Echo all of the following lines word for word, omitting the pictures from your answer.

[Stored data entries]
┌──

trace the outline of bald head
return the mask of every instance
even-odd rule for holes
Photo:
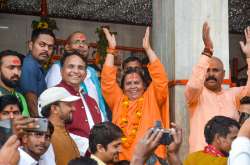
[[[225,70],[222,61],[217,57],[212,57],[206,73],[205,87],[213,92],[221,91],[224,76]]]

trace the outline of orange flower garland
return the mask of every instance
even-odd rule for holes
[[[122,145],[125,148],[129,148],[131,144],[133,144],[134,139],[136,137],[141,117],[142,117],[142,106],[143,106],[143,97],[140,97],[136,101],[136,108],[133,114],[135,115],[135,120],[132,121],[132,128],[128,128],[128,108],[129,108],[129,100],[128,97],[125,96],[122,101],[123,111],[121,114],[121,119],[119,122],[120,128],[123,130],[124,137],[122,138]]]

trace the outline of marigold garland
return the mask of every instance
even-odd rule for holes
[[[143,106],[144,98],[140,97],[136,100],[136,108],[133,114],[135,115],[135,120],[132,121],[132,128],[128,128],[128,108],[129,108],[129,100],[128,97],[125,96],[122,101],[122,114],[121,119],[119,121],[119,126],[123,130],[124,137],[122,137],[122,145],[125,148],[129,148],[136,137],[138,128],[141,123],[141,117],[142,117],[142,106]]]

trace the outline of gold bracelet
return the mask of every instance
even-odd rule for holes
[[[113,48],[107,48],[107,53],[116,56],[118,54],[118,51]]]

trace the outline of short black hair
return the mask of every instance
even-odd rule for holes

└──

**FINAL RESULT**
trace the outline of bald head
return the mask of every instance
even-odd rule for holes
Photo:
[[[225,70],[222,61],[217,57],[212,57],[206,73],[205,87],[213,92],[221,91],[224,76]]]

trace the outline of orange flower garland
return the mask of every instance
even-odd rule for holes
[[[122,145],[125,148],[129,148],[131,144],[133,144],[134,139],[136,137],[141,117],[142,117],[142,106],[143,106],[143,97],[140,97],[136,101],[136,108],[133,114],[135,115],[135,120],[132,121],[132,128],[128,128],[128,108],[129,108],[129,100],[128,97],[125,96],[122,101],[123,111],[121,114],[121,119],[119,122],[120,128],[123,130],[124,137],[122,138]]]

trace the outline of marigold garland
return the mask of every instance
even-odd rule for holes
[[[143,106],[144,98],[140,97],[136,100],[136,108],[133,114],[135,115],[135,120],[132,121],[132,128],[128,128],[128,108],[129,108],[129,100],[128,97],[125,96],[122,101],[122,114],[121,119],[119,121],[119,126],[123,130],[124,137],[122,137],[122,145],[125,148],[129,148],[136,137],[138,128],[141,123],[141,117],[142,117],[142,106]]]

trace the outline of gold bracelet
return the mask of every instance
even-odd rule for holes
[[[113,48],[107,48],[107,53],[116,56],[118,54],[118,51]]]

trace the outline of short black hair
return the mask of every instance
even-odd rule for holes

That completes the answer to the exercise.